• _What you will do_:
Across the material below, how many lines contain the word "hand"? Give only the number.

==============================

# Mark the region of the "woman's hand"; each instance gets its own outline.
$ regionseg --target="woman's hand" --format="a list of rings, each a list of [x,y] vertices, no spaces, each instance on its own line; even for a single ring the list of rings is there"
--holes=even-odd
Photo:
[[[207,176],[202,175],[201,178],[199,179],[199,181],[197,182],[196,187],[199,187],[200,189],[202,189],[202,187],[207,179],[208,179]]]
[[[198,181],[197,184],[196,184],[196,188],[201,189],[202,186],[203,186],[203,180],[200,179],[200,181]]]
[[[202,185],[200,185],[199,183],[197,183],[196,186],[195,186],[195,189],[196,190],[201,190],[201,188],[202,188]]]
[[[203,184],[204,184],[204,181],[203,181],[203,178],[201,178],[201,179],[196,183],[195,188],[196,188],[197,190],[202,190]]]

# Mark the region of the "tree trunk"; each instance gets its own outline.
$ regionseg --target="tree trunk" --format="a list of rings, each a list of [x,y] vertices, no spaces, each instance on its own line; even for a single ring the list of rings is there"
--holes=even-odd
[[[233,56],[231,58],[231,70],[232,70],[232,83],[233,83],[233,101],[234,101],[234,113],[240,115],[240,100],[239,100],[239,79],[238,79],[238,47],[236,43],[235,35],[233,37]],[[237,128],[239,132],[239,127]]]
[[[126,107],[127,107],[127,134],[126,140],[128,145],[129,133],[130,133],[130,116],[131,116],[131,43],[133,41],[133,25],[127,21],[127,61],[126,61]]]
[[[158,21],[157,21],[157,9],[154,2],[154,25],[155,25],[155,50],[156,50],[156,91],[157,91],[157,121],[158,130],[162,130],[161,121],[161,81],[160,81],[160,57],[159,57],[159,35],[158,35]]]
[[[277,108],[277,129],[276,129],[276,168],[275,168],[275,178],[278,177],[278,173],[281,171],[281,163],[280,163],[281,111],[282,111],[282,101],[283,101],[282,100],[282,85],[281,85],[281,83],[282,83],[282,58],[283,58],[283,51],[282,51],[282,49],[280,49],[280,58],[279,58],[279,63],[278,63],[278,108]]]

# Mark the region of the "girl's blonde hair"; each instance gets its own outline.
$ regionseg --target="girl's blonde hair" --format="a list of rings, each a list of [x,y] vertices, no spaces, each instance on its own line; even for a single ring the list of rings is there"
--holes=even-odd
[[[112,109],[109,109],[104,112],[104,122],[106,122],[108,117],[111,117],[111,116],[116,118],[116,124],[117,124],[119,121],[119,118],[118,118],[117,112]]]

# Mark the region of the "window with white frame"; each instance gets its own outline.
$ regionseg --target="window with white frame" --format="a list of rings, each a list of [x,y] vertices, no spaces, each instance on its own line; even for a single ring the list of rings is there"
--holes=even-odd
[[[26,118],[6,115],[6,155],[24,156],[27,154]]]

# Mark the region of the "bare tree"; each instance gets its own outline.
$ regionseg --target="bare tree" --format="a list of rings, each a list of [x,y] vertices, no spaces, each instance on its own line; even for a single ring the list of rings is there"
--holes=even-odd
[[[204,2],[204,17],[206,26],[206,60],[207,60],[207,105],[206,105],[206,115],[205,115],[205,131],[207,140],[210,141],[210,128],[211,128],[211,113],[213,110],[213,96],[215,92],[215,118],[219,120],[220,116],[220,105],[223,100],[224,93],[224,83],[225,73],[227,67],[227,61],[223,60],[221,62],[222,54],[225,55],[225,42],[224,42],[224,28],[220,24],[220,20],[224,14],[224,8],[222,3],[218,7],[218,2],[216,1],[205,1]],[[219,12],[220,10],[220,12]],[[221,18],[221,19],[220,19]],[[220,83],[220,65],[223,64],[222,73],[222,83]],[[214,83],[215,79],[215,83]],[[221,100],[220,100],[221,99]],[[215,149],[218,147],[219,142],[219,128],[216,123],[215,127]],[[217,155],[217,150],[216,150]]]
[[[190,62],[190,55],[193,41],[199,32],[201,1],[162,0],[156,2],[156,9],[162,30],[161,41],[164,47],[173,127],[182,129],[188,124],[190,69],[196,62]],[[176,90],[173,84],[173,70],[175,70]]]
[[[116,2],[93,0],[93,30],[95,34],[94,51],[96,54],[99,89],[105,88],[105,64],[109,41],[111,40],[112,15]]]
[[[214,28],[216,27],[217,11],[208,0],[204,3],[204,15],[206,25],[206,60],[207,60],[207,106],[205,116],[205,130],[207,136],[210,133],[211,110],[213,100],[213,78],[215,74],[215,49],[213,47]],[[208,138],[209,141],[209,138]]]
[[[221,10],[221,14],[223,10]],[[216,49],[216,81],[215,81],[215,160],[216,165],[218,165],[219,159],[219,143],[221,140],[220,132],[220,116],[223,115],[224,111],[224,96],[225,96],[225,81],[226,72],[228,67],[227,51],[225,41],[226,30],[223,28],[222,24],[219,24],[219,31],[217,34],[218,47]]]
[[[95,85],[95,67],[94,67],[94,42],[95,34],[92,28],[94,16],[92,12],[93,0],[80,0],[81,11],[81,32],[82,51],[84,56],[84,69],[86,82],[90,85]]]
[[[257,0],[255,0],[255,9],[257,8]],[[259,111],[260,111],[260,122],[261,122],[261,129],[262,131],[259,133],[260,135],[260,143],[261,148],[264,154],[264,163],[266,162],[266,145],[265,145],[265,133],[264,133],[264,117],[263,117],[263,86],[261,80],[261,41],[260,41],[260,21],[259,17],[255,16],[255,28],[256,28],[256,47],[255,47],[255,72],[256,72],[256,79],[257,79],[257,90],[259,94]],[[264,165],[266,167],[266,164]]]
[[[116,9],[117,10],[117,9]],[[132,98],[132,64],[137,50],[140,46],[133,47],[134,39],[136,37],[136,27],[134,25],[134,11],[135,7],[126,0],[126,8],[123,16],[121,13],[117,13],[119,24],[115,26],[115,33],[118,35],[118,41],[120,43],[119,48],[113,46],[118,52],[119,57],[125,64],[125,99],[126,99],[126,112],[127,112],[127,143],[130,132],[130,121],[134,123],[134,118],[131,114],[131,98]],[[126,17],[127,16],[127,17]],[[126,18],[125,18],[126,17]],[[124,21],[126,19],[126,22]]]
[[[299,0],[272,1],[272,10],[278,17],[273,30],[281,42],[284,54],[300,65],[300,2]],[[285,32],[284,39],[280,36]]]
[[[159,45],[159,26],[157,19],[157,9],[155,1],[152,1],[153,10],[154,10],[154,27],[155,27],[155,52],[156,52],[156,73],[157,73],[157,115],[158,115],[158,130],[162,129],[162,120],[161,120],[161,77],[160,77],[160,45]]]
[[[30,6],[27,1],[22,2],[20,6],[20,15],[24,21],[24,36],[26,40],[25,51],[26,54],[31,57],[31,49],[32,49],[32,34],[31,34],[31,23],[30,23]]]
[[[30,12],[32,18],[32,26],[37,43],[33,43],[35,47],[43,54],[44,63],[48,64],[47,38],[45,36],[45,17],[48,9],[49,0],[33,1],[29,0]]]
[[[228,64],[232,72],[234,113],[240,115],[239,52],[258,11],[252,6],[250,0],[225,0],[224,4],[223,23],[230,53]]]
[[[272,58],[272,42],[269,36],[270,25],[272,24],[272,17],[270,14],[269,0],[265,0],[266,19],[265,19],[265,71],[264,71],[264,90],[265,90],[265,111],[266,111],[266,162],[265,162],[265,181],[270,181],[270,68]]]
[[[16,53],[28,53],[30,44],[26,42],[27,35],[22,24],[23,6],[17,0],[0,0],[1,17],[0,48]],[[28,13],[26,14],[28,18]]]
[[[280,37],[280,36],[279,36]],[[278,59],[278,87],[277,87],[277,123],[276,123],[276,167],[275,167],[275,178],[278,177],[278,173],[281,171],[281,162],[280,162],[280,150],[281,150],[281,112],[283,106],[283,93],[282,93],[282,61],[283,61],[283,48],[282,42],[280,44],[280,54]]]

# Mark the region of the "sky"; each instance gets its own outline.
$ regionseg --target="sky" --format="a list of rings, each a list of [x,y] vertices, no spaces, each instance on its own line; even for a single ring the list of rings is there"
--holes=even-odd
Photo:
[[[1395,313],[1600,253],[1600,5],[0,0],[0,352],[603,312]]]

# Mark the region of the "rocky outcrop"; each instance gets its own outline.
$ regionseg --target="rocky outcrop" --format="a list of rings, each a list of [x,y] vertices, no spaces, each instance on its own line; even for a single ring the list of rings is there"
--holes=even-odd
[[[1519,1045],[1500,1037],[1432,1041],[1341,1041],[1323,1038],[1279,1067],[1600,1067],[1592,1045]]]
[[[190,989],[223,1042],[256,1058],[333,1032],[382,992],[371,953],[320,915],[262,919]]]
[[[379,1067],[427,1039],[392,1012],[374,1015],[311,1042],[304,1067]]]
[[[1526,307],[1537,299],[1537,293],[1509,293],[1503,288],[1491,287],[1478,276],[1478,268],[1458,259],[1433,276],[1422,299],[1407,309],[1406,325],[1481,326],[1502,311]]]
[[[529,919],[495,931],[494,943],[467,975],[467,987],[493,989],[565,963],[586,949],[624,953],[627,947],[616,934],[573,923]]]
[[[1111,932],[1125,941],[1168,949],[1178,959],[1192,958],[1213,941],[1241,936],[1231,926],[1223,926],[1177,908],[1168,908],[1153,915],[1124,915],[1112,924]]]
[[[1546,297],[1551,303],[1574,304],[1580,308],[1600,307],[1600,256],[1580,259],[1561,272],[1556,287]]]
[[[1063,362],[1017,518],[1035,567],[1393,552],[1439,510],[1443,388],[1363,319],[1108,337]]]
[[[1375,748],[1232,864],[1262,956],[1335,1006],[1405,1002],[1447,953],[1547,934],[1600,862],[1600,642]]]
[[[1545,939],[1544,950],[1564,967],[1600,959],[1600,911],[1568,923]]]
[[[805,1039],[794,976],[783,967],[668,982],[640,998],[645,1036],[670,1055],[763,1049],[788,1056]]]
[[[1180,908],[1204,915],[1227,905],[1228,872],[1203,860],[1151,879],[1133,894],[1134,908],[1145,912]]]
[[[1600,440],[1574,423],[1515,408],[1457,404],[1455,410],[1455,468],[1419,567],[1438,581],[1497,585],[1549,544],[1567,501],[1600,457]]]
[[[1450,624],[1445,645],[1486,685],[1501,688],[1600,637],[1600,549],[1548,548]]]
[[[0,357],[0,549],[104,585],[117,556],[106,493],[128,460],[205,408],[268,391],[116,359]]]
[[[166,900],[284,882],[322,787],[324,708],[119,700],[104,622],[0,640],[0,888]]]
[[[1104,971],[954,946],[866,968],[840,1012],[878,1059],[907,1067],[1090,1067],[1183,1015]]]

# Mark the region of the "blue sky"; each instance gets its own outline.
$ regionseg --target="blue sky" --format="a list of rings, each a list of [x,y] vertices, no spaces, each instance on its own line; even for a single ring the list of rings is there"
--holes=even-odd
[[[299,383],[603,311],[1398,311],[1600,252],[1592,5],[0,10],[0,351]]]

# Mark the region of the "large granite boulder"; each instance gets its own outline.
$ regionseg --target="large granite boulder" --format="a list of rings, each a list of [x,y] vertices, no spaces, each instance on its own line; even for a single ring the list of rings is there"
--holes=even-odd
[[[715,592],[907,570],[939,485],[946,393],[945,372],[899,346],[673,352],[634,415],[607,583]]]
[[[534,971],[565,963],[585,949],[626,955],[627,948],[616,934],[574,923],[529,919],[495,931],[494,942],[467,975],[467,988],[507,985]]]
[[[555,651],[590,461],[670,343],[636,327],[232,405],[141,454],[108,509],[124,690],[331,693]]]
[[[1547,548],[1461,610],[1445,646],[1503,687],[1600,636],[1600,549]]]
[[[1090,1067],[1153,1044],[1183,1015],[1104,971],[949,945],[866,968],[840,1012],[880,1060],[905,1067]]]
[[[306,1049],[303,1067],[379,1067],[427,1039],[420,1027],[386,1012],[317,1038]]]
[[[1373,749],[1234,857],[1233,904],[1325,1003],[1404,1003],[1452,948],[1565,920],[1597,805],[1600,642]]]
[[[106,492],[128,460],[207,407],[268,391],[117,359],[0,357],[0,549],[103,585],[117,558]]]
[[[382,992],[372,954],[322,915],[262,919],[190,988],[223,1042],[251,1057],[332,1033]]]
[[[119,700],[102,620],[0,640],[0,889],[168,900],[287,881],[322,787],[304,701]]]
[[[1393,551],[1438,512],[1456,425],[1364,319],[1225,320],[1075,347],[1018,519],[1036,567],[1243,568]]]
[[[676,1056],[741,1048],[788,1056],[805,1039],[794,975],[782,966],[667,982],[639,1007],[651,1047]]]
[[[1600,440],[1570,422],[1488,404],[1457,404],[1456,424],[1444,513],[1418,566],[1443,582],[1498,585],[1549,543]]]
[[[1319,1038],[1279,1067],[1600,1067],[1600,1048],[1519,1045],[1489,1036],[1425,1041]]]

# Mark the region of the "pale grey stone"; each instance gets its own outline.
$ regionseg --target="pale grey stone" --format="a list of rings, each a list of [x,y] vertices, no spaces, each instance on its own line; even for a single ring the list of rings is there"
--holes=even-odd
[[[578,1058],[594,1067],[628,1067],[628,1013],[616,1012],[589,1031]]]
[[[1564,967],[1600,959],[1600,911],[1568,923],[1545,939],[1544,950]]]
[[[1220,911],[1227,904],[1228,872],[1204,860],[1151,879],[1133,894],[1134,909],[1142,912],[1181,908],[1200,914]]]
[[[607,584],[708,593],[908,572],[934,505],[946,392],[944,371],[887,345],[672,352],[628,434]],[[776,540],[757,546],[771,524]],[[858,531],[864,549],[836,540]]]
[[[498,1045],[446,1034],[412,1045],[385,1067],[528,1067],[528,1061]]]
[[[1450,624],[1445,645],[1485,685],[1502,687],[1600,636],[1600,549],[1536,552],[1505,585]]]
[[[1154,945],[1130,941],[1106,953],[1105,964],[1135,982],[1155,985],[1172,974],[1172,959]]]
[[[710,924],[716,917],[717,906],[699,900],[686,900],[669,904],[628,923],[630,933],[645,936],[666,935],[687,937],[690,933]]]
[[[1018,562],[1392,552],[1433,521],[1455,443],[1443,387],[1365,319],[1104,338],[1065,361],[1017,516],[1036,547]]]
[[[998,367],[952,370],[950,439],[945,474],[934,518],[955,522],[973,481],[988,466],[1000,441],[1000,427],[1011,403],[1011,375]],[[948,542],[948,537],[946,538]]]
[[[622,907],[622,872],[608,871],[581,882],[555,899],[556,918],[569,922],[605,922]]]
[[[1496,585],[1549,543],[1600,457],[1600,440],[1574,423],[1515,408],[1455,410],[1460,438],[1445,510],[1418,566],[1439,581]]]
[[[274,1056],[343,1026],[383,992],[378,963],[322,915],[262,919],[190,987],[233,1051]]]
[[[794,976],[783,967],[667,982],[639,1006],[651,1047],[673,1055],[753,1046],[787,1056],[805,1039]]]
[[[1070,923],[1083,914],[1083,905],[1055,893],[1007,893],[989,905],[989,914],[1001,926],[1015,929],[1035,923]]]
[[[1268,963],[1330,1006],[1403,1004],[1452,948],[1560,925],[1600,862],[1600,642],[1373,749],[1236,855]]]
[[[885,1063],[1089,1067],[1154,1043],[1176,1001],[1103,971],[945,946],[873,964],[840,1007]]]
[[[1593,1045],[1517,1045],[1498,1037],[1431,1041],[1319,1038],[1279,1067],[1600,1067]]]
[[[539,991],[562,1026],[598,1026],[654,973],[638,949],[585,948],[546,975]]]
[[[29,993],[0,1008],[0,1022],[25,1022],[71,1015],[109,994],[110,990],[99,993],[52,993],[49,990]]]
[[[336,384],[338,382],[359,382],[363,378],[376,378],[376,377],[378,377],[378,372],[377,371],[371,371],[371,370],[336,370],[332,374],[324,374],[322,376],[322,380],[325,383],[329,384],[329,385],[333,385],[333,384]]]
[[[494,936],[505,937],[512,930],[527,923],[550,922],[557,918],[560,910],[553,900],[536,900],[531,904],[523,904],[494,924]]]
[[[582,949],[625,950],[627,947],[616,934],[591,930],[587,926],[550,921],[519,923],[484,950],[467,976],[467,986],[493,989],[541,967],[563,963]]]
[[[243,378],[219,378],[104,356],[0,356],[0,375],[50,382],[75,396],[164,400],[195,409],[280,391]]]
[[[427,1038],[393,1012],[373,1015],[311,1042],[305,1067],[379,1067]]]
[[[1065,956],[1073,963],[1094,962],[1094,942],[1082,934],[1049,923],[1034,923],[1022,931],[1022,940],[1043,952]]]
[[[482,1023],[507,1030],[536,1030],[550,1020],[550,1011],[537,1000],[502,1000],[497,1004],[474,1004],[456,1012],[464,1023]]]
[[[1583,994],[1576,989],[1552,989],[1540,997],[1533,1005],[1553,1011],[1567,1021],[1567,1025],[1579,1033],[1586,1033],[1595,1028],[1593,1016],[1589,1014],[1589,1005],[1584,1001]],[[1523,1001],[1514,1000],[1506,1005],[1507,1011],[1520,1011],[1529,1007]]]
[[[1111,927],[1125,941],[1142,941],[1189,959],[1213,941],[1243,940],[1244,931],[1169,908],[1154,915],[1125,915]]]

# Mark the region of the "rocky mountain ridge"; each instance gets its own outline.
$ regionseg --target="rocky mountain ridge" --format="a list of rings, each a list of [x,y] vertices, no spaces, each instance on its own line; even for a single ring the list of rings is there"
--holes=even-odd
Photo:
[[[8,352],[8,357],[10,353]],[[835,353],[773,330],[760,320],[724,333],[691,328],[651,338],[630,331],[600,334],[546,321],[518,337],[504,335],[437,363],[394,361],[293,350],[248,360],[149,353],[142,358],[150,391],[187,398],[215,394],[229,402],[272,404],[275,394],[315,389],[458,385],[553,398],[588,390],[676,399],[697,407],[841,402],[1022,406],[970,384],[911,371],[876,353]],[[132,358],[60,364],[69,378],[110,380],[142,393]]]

==============================

• _Your response_:
2